* _WHAT YOU WILL DO_
Set down exactly the lines from the one containing "Target: dry brown twig" through the last line of the records below, both included, and nothing else.

[Entries from a point annotation set]

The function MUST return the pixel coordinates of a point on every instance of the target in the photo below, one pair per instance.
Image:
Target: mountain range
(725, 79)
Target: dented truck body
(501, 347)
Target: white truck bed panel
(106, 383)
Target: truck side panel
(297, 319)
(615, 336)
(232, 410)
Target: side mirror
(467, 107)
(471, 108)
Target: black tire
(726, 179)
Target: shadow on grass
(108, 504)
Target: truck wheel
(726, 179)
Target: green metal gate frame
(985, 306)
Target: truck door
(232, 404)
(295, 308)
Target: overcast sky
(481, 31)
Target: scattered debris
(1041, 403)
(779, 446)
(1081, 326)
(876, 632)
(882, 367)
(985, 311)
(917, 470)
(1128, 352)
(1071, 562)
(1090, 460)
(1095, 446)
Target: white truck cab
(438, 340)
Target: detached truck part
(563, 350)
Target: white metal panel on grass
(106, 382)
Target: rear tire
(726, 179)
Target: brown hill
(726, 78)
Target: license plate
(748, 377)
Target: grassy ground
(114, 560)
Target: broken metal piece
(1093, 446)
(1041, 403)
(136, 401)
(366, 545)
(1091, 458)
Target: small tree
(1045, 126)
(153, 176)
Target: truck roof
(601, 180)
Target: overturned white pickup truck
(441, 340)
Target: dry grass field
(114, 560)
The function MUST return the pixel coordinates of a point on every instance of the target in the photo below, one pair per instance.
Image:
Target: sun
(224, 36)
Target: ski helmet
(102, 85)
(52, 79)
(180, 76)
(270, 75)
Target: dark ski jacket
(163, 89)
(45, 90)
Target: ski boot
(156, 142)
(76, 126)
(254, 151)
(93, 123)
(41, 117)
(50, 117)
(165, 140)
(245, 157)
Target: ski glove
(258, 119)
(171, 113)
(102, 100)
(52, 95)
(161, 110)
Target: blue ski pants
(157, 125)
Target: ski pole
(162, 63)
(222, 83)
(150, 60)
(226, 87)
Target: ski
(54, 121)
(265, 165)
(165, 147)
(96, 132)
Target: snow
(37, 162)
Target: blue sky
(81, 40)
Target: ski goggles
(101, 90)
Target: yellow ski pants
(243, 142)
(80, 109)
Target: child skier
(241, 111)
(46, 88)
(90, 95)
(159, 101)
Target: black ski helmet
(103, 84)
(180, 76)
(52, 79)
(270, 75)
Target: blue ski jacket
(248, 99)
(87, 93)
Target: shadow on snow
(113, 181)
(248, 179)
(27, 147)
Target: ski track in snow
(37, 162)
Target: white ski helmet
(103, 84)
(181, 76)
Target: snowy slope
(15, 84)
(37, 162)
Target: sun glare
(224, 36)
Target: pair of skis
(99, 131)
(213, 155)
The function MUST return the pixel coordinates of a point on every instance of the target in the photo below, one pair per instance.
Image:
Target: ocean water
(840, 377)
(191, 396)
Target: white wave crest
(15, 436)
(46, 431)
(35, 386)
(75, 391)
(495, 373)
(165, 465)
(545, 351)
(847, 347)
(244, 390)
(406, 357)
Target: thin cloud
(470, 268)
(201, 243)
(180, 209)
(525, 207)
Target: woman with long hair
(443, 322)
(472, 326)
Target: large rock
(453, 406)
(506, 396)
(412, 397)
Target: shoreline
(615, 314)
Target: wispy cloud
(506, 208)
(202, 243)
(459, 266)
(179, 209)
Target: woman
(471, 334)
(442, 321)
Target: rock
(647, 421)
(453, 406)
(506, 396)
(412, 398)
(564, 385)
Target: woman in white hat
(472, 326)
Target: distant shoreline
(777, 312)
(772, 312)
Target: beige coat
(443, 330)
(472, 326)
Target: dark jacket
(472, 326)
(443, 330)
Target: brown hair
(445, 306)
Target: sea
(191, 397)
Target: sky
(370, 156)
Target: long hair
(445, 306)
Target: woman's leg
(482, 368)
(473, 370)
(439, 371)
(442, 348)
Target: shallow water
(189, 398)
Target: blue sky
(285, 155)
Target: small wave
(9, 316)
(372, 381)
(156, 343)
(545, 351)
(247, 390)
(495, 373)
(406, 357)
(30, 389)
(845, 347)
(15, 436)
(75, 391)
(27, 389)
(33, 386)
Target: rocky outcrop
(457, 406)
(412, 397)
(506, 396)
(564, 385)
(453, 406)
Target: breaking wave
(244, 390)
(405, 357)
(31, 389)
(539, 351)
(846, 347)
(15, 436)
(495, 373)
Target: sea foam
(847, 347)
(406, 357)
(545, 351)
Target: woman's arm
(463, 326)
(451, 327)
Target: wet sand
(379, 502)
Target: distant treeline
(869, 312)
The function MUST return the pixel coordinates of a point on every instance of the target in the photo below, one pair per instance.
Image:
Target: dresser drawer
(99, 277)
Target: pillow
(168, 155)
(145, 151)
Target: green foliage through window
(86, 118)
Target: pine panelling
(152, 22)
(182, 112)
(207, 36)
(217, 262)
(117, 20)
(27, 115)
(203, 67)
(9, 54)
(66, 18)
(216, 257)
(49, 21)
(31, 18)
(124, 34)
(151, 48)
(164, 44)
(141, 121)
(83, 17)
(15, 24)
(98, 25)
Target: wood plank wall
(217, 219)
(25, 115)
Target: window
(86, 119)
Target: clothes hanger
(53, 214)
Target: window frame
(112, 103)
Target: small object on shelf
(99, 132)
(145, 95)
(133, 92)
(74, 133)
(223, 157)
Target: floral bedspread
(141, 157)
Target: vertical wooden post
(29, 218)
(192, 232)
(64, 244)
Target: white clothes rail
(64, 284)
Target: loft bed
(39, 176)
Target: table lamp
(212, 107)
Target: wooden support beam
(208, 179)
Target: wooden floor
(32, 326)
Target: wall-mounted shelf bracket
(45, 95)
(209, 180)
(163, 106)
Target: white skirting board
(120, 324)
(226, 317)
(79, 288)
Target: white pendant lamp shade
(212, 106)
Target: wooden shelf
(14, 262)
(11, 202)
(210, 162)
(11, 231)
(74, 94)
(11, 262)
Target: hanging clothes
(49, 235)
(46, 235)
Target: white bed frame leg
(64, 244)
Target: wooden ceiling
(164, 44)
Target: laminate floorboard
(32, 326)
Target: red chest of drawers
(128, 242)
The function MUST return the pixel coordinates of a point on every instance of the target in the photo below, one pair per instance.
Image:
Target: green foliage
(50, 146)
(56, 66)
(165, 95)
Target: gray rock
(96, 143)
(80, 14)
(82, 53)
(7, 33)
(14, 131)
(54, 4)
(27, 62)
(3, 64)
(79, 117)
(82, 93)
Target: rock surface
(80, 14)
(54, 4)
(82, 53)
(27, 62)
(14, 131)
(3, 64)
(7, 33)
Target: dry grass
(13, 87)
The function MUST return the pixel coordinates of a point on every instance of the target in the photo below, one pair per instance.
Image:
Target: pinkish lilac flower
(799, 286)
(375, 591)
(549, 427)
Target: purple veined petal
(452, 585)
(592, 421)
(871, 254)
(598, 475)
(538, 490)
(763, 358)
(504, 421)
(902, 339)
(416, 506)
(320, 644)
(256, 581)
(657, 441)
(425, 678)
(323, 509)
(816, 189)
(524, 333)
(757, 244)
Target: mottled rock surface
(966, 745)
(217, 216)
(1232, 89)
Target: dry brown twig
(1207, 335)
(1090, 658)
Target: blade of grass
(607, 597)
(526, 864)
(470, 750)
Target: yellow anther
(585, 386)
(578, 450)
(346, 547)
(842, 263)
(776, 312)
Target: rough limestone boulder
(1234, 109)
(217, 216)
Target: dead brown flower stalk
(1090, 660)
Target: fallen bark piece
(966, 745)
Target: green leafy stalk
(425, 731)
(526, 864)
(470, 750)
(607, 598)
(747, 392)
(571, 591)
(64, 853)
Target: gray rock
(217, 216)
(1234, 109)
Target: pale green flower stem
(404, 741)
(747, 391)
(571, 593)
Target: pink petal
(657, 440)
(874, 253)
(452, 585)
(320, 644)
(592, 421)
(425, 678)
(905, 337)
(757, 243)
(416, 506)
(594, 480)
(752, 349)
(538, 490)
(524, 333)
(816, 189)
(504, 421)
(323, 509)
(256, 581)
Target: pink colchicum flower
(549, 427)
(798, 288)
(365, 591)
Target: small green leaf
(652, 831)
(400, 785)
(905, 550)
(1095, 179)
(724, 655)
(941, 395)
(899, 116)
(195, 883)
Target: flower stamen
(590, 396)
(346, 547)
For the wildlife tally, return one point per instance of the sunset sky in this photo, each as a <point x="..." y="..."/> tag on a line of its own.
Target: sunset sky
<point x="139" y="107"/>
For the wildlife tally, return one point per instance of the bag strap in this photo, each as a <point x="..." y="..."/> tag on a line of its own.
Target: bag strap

* _EXERCISE ANSWER_
Target: dry brown twig
(1207, 335)
(1090, 658)
Target: blade of grass
(607, 597)
(526, 864)
(470, 750)
Target: yellow anther
(585, 386)
(578, 450)
(346, 547)
(842, 263)
(776, 312)
Target: rough limestone boulder
(1234, 109)
(217, 216)
Target: dead brown flower stalk
(1090, 660)
Target: fallen bark piece
(966, 745)
Target: green leafy stalk
(425, 731)
(526, 864)
(470, 750)
(607, 598)
(747, 392)
(571, 591)
(64, 853)
Target: gray rock
(217, 216)
(1234, 109)
Target: pale green flower stem
(404, 741)
(747, 391)
(571, 593)
Target: pink petal
(657, 440)
(874, 253)
(452, 585)
(320, 644)
(592, 421)
(425, 678)
(905, 337)
(757, 243)
(416, 506)
(594, 480)
(752, 349)
(538, 490)
(524, 333)
(816, 189)
(504, 421)
(323, 509)
(256, 581)
Target: pink colchicum flower
(549, 427)
(798, 288)
(365, 591)
Target: small green leaf
(652, 831)
(400, 785)
(905, 550)
(1095, 179)
(724, 655)
(941, 395)
(899, 116)
(195, 883)
Target: flower stamen
(590, 396)
(346, 547)
For the wildlife tally, return one point per instance of the sunset sky in this photo, each as a <point x="..." y="..."/> tag on a line of its own.
Target: sunset sky
<point x="139" y="107"/>
For the wildlife tally, return one point per instance of the bag strap in this photo, each as a <point x="..." y="..."/> tag on a line of its own.
Target: bag strap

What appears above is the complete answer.